__PROBLEM REQUIREMENTS__
Check each line of the listing for the string "rock". Copy those where it appears.

DATA SECTION below:

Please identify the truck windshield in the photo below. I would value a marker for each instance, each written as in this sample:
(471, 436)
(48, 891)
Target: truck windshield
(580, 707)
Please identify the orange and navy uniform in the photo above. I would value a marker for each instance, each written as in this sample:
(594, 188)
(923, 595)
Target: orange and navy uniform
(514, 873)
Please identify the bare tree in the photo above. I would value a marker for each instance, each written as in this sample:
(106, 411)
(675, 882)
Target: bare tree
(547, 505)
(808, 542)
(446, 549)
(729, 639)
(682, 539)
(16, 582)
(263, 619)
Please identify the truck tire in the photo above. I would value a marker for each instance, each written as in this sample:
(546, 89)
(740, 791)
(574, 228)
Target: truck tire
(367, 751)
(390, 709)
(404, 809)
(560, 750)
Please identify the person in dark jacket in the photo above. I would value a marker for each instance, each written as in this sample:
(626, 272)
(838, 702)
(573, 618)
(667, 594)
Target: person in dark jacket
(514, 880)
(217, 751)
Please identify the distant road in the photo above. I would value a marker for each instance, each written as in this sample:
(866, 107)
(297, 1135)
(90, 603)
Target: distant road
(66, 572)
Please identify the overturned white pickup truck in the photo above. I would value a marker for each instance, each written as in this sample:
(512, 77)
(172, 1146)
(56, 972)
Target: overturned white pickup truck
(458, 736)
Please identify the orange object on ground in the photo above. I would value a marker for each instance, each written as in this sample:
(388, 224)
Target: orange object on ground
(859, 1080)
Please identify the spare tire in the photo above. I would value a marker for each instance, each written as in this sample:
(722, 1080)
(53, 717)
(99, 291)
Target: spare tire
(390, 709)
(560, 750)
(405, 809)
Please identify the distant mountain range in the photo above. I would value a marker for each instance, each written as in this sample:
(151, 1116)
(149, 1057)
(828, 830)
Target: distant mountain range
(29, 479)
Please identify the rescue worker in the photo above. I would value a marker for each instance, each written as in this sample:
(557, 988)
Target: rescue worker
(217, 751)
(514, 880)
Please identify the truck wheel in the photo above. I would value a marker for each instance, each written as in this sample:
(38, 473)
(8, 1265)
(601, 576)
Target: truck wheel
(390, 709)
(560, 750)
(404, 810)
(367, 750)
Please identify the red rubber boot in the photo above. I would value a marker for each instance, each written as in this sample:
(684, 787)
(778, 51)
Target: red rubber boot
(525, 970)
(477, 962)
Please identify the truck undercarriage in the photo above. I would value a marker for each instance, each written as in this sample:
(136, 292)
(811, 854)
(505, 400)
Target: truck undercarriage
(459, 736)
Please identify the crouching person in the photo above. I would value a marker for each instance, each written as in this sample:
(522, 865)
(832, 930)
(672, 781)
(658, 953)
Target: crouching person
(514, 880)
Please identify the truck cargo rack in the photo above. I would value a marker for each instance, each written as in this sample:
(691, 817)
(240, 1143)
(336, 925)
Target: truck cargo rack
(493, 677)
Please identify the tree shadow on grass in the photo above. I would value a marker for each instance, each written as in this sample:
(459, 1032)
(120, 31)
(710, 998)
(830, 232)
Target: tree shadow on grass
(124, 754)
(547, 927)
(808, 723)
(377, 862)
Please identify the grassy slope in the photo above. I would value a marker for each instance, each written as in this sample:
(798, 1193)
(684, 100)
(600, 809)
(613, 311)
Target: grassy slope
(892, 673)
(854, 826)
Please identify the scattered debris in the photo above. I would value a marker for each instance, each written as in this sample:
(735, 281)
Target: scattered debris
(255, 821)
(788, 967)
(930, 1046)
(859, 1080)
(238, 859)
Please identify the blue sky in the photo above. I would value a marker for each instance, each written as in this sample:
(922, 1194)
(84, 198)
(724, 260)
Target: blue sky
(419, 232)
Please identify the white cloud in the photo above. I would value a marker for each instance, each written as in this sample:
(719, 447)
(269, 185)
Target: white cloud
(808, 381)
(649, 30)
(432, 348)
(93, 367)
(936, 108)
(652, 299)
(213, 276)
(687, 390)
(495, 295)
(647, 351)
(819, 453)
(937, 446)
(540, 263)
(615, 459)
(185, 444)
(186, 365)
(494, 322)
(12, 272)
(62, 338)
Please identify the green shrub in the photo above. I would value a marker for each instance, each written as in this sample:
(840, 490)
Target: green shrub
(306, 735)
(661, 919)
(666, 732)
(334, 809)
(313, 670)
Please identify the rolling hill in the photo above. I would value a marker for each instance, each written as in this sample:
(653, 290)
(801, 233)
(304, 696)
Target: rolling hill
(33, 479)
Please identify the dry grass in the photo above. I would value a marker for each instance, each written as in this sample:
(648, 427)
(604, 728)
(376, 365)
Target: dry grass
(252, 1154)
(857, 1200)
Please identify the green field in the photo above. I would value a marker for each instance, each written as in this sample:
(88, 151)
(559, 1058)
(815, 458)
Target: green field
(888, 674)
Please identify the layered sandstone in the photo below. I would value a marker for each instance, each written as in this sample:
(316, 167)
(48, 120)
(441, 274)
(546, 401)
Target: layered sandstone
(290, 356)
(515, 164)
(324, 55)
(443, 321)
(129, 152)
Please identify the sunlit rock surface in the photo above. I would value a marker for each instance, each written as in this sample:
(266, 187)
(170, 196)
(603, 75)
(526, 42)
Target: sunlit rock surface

End of DATA SECTION.

__SOLUTION__
Please identify the sunlit rock surface in the photo above. I would value a marker for each instance, each written as in this sample:
Target: sunlit rock surface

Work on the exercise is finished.